▸ What this task involves:
Write out the entries, please, from the line containing "the window box" through their final line, exactly and with nothing else.

Data supplied Block Start

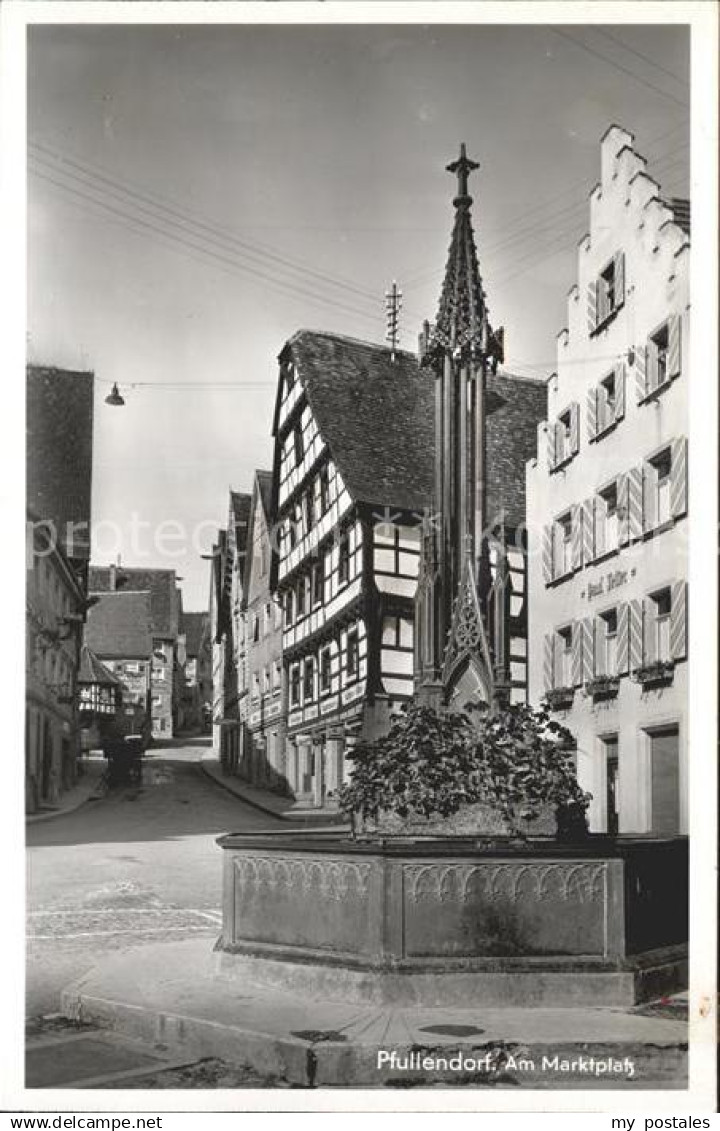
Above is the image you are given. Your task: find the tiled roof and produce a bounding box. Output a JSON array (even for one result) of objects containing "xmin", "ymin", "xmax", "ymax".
[
  {"xmin": 84, "ymin": 590, "xmax": 153, "ymax": 659},
  {"xmin": 666, "ymin": 197, "xmax": 690, "ymax": 236},
  {"xmin": 256, "ymin": 470, "xmax": 273, "ymax": 520},
  {"xmin": 181, "ymin": 611, "xmax": 207, "ymax": 657},
  {"xmin": 230, "ymin": 491, "xmax": 252, "ymax": 557},
  {"xmin": 77, "ymin": 644, "xmax": 122, "ymax": 687},
  {"xmin": 26, "ymin": 367, "xmax": 94, "ymax": 560},
  {"xmin": 286, "ymin": 331, "xmax": 435, "ymax": 512},
  {"xmin": 88, "ymin": 567, "xmax": 180, "ymax": 638}
]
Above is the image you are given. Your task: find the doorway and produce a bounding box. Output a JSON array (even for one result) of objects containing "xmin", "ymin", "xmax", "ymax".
[{"xmin": 649, "ymin": 725, "xmax": 680, "ymax": 835}]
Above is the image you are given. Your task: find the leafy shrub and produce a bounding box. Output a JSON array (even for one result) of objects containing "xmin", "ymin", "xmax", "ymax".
[{"xmin": 338, "ymin": 701, "xmax": 589, "ymax": 834}]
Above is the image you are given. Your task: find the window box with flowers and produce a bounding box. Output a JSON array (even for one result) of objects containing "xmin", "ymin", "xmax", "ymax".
[
  {"xmin": 545, "ymin": 686, "xmax": 575, "ymax": 711},
  {"xmin": 633, "ymin": 660, "xmax": 675, "ymax": 687},
  {"xmin": 585, "ymin": 675, "xmax": 620, "ymax": 700}
]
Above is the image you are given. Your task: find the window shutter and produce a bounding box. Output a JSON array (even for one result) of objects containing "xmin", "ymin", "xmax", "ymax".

Data supplied Block End

▸ Response box:
Above is the image you are given. Your task: find the window box with flowers and produce a bounding box. Output a JSON array (even for one result) of objects containing "xmin", "ymin", "xmax", "ymax".
[
  {"xmin": 545, "ymin": 686, "xmax": 575, "ymax": 711},
  {"xmin": 633, "ymin": 660, "xmax": 675, "ymax": 687},
  {"xmin": 585, "ymin": 675, "xmax": 620, "ymax": 700}
]
Above is the image you are given. Your task: find the window shutter and produce a bounding box. Output a JSON array (even for one result) of objects containing "xmin", "ymin", "xmax", "ymax".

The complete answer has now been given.